● Assigned task 1: Return the passage on emergency department patient flow from "4. Occupancy limits" up to and including "evaluated and treated.", copied word for word.
● Assigned task 2:
Answer these questions using the passage on emergency department patient flow:
(a) Which two best practice flow prototypes does it name?
(b) For what kind of departments are the benefits of virtual capacity greatest?
(c) Which concept is also referred to as the "no parking" approach to patient flow?

● Selected extract:
=-=-=-=-=

National emergency department (ED) overcrowding has continued to grow over the past couple of decades alongside economic, regulatory and public pressures to provide expeditious service, reduce wait times and delays and meet quality benchmarks. This growth in overcrowding demands innovative solutions to better optimize ED patient flow.

Overview

Prevailing conditions have led to the development of ED patient flow management maneuvers that:

  • Enable a saturated ED to provide medical evaluation, treatment and disposition of patients during episodes when patient flow would otherwise have come to a stop, with arriving patients being triaged and placed into “waiting” status in the lobby until space is available.
  • Can be implemented along with—or independent of—best practice flow prototypes, such as Split Flow and Team Triage, that target reduction of door-to-medical provider time and the number of patients who leave prior to medical screening examination.
  • Move front-end and overall length-of-stay metrics in a positive direction.
  • Enable under-bedded EDs to provide expeditious service without undertaking expensive construction projects

 

Virtual Capacity

Virtual capacity employs parallel processing of patients with several being in process simultaneously rather than one at a time using traditional sequential (linear) flow. In short, virtual capacity tactics enable EDs to move low-to-moderate-acuity patients through their systems without using beds. The benefits to be gained through virtual capacity are therefore greatest for space-constrained departments.

ED boarding of admitted inpatients has had a significant negative impact on the number of beds available to patients presenting to EDs across the country. Boarding is not being overlooked or dismissed among the list of causative factors for ED overcrowding. Virtual capacity, however, is comprised of processes that reside entirely within an ED’s operational control and is more readily amenable to implementation.

Virtual capacity is comprised of the following concepts:

  1. Keep vertical patients vertical and moving. For horizontal patients, location is the focus, but for vertical patients, speed of throughput matters most.
  2. Vertical patients do not own beds. This is also referred to as the “no parking” approach to patient flow.
  3. Internal results-pending areas provide infrastructure for virtual capacity.
  4. Occupancy limits for intake and treatment rooms minimize throughput time for patients who are in process and wait times for those yet to be evaluated and treated.

=-=-=-=-=

● Extracted information:

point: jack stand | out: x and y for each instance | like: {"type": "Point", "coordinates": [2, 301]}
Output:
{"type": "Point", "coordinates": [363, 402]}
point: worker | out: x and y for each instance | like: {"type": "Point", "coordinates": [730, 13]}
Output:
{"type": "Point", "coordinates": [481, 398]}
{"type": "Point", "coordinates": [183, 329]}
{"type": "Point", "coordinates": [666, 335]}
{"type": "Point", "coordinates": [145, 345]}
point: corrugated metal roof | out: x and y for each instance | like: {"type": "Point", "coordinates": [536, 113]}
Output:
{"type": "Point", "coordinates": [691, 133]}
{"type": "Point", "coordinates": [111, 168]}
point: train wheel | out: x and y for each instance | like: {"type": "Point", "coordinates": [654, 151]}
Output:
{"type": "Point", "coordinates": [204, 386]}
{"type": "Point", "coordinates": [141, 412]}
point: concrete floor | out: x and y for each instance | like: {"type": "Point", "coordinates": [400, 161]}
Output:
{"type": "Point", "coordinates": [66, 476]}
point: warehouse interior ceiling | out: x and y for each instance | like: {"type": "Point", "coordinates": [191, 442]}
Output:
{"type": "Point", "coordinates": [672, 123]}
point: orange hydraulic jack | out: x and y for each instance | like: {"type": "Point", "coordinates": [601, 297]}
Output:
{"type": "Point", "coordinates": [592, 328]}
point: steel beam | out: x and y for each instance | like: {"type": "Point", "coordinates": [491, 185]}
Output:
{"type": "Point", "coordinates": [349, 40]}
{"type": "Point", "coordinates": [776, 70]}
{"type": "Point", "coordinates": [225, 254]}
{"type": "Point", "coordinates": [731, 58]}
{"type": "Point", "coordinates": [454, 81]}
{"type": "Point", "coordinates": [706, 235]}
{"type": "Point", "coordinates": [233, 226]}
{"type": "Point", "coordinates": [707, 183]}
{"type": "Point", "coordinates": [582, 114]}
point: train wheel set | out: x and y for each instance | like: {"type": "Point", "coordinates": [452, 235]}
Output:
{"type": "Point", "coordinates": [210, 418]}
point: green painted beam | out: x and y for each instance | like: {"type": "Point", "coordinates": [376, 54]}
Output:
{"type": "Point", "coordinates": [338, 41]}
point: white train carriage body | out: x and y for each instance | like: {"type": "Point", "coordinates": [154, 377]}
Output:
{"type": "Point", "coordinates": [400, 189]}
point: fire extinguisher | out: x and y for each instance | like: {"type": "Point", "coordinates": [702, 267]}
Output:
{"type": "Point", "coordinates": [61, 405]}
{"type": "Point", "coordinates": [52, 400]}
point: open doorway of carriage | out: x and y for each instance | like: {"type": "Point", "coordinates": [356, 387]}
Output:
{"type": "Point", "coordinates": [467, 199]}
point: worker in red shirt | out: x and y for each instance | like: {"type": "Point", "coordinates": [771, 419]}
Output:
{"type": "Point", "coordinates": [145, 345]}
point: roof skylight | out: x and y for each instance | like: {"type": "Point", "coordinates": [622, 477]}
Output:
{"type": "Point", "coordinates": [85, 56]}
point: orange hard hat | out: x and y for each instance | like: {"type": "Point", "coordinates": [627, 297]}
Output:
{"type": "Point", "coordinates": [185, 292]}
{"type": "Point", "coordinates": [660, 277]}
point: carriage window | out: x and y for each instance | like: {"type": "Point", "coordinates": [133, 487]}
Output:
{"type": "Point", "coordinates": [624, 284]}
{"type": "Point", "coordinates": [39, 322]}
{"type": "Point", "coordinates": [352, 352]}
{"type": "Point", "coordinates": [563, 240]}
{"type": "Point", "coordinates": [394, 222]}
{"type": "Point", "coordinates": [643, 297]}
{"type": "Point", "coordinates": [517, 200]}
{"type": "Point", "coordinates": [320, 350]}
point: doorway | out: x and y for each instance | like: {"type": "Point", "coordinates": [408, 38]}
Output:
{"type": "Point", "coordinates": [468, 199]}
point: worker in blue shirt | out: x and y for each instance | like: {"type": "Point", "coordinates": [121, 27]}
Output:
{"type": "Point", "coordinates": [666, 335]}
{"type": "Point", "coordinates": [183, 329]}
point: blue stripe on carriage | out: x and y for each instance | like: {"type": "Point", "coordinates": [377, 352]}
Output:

=-=-=-=-=

● Exercise answer 1:
4. Occupancy limits for intake and treatment rooms minimize throughput time for patients who are in process and wait times for those yet to be evaluated and treated.

● Exercise answer 2:
(a) Split Flow and Team Triage
(b) Space-constrained departments
(c) Vertical patients do not own beds